■ Short task 1
Below is a text on the chemical engineering curriculum. List every number in it that is written in digits.

■ Text extract
Commencing with the 2014 intake, the Department has launched a new undergraduate curriculum that retains the 4 year bachelors’ structure and its accreditation through ECSA and the Washington Accord, with significant improvements informed by cutting edge international developments in engineering education. The two key drivers for this curriculum reform project have been to improve the quality of student learning in the programme, and to increase the contemporary relevance of the offering. The overall credit rating is unchanged (both contact and study hours are the same) but there has been a substantial reorganisation and refocusing of the degree, allowing for a programme that develops graduates who are prepared for the challenges of 21st century chemical engineering. In its expanded elective offering the new curriculum also offers students greater choice in crafting a combination of courses that best suits their interests and allows for either deeper specialisation and/or great breadth.
Chemical Engineering Courses
In the core chemical engineering courses students are taught fundamental theory, structured into a coherent sequence. Project work is incorporated throughout the programme to allow for the building of crucial engineering skills in the areas of environment and economics, safety and health, communication drawing and computing.

■ Dataset content

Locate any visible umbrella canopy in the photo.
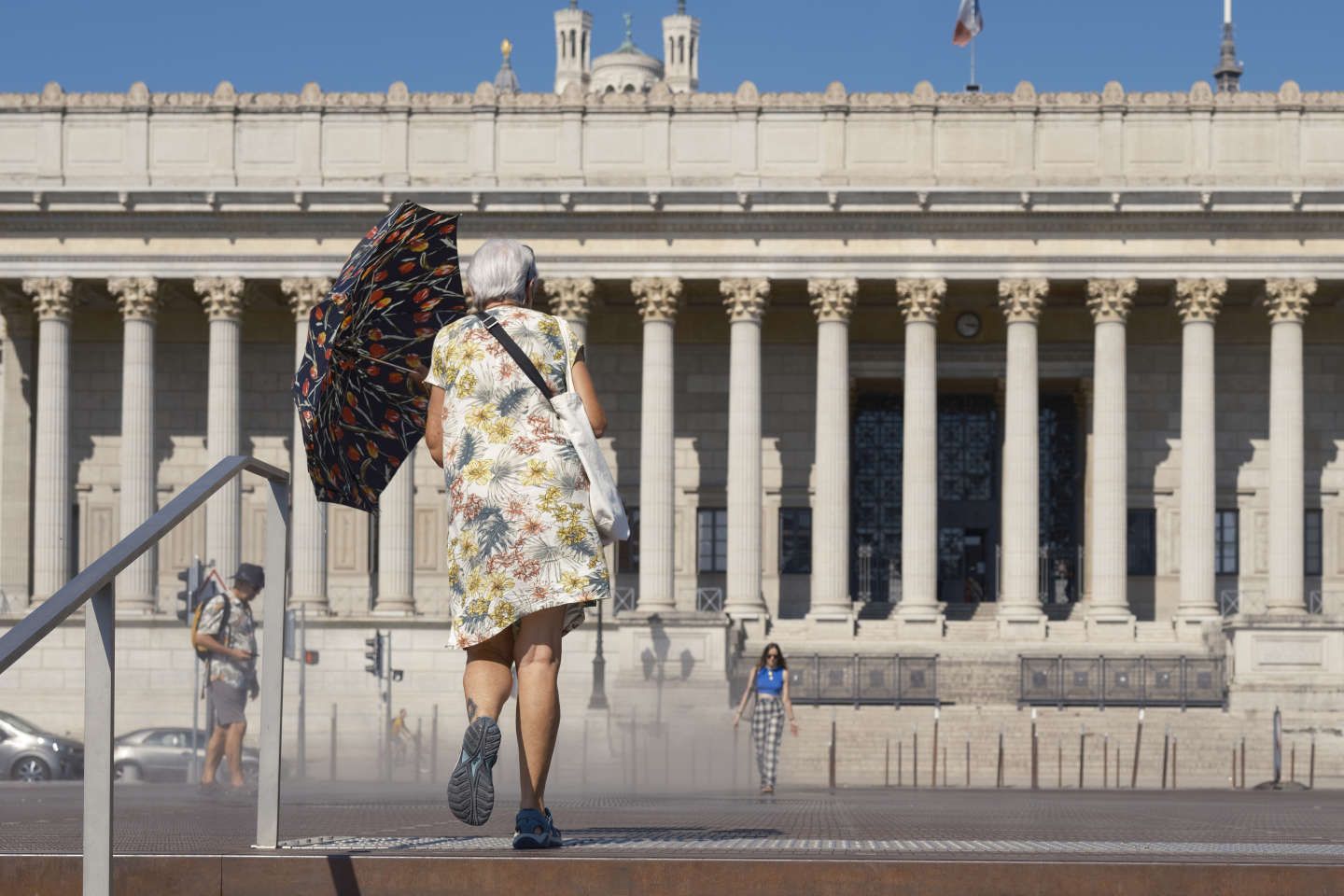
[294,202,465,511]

---

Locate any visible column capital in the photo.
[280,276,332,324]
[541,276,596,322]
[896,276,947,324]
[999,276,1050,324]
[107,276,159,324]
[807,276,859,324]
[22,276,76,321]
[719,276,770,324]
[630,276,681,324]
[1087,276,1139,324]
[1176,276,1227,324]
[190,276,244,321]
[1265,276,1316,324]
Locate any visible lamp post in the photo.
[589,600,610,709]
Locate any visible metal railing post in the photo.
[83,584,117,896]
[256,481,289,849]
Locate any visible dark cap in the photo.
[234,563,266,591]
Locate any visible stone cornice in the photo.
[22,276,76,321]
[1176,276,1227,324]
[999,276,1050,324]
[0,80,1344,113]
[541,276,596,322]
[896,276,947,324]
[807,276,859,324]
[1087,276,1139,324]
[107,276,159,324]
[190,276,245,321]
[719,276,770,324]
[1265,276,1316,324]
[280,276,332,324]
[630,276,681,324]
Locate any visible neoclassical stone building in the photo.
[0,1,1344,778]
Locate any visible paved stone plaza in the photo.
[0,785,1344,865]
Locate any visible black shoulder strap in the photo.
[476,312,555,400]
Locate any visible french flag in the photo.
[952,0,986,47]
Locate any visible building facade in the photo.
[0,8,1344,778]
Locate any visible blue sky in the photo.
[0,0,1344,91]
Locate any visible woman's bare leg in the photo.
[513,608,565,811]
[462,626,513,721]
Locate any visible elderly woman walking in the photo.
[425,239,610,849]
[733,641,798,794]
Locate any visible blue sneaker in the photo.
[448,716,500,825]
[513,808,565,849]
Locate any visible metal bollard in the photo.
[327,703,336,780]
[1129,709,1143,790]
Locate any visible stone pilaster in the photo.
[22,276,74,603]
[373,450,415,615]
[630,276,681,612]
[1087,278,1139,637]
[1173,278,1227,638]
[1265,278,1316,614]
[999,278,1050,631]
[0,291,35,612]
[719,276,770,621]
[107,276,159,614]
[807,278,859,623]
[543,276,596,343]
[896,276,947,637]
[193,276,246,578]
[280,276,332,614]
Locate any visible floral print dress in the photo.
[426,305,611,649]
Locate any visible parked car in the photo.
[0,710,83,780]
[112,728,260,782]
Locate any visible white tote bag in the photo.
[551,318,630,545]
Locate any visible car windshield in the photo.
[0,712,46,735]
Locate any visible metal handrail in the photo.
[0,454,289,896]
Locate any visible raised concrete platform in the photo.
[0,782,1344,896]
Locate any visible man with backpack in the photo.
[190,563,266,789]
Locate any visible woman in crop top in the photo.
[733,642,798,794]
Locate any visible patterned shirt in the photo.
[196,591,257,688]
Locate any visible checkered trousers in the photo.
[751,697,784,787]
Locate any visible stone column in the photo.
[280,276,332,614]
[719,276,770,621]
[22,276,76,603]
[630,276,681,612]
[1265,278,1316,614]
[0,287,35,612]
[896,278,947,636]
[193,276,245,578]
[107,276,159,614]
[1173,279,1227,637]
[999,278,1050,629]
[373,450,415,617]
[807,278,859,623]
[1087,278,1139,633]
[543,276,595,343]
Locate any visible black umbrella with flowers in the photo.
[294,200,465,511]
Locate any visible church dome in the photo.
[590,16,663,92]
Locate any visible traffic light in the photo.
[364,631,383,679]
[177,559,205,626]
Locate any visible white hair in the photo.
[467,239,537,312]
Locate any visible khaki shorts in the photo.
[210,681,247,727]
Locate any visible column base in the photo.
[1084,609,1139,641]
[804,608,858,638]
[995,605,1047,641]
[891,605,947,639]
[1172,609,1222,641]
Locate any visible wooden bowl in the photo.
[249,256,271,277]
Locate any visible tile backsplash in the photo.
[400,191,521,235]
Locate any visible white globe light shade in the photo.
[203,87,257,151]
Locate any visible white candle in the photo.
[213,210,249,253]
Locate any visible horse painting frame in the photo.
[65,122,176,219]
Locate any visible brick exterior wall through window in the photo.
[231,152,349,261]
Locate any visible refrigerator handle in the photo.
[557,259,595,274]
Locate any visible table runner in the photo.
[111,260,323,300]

■ Short task 2
In the records, change "table runner" to "tablecloth" and leave everything else untouched. Start at the line with "Locate any visible refrigerator" and stop after the line with "[111,260,323,300]".

■ Output 1
2014, 4, 21st

■ Output 2
Locate any visible refrigerator handle in the photo.
[557,259,595,274]
Locate any visible tablecloth in the photo.
[111,260,323,300]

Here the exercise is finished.